Document text:
:::
STOCKHOLM (AP) — A Swedish far-right party demanding sharp cuts in immigration has more than doubled its support in a parliamentary election.

Ironically, the surge for the far-right Sweden Democrats means the country’s government itself is poised to shift to the left, since many of the Sweden Democrats’ new voters defected from Prime Minister Fredrik Reinfeldt’s center-right coalition. That left Stefan Lofven’s Social Democrats and its smaller partners as the top vote-getter in Sunday’s election.

Here’s a guide to Sweden’s shifting political situation:

A NEW GOVERNMENT IS COMING

Reinfeldt’s four-party coalition, known as the Alliance, is out after eight years of tax cuts and pro-market policies that critics say have eroded Sweden’s welfare system. The prime minister says he will resign Monday.

The Alliance lost 31 seats in the 349-member Parliament, paving the way for the left-leaning Social Democrats to start coalition talks on forming a new government.

Still, those talks are going to be complicated. Even with the support of the smaller Green and Left parties, the Social Democrats’ bloc would only have 158 seats in Parliament, 17 short of a majority. It’s also unclear if Lofven can get any support from the center-right parties.
:::
Source information:
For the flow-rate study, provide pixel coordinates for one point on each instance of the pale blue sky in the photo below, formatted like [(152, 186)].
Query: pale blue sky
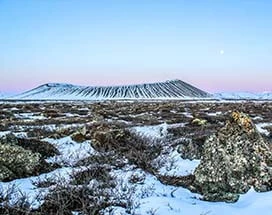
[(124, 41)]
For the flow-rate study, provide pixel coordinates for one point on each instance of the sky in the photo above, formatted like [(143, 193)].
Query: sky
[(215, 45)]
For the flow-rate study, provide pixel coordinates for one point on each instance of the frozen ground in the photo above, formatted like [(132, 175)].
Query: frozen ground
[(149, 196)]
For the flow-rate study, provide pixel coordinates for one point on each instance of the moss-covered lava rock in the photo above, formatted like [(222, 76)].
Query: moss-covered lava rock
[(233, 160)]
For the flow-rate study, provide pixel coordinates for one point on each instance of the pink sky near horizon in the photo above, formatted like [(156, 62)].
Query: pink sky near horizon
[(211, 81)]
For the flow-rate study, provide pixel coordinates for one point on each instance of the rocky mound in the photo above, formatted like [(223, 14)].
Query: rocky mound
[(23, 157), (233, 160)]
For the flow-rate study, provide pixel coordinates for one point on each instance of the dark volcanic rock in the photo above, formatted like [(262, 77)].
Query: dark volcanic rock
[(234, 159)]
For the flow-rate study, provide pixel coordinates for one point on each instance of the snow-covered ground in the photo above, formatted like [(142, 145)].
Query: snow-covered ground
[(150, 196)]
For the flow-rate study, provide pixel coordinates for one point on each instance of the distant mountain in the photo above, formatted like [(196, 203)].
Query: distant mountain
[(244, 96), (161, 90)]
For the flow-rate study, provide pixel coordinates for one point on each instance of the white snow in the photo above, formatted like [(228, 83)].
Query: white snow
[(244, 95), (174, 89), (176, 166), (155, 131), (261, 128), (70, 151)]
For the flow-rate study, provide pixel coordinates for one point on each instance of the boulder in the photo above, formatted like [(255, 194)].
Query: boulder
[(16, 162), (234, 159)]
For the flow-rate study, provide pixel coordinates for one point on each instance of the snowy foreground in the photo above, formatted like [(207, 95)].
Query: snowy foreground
:::
Required actions:
- 1) From the report on Sweden's election, copy the passage that begins at the words "Ironically, the surge" and stops after "in Sunday’s election.".
- 2) Using the report on Sweden's election, answer these:
(a) How many seats did the Alliance lose in Parliament?
(b) For how many years had Reinfeldt's coalition governed?
(c) How many seats would the Social Democrats' bloc hold with the support of the Green and Left parties?

Replies:
- 1)
Ironically, the surge for the far-right Sweden Democrats means the country’s government itself is poised to shift to the left, since many of the Sweden Democrats’ new voters defected from Prime Minister Fredrik Reinfeldt’s center-right coalition. That left Stefan Lofven’s Social Democrats and its smaller partners as the top vote-getter in Sunday’s election.

- 2)
(a) 31
(b) Eight
(c) 158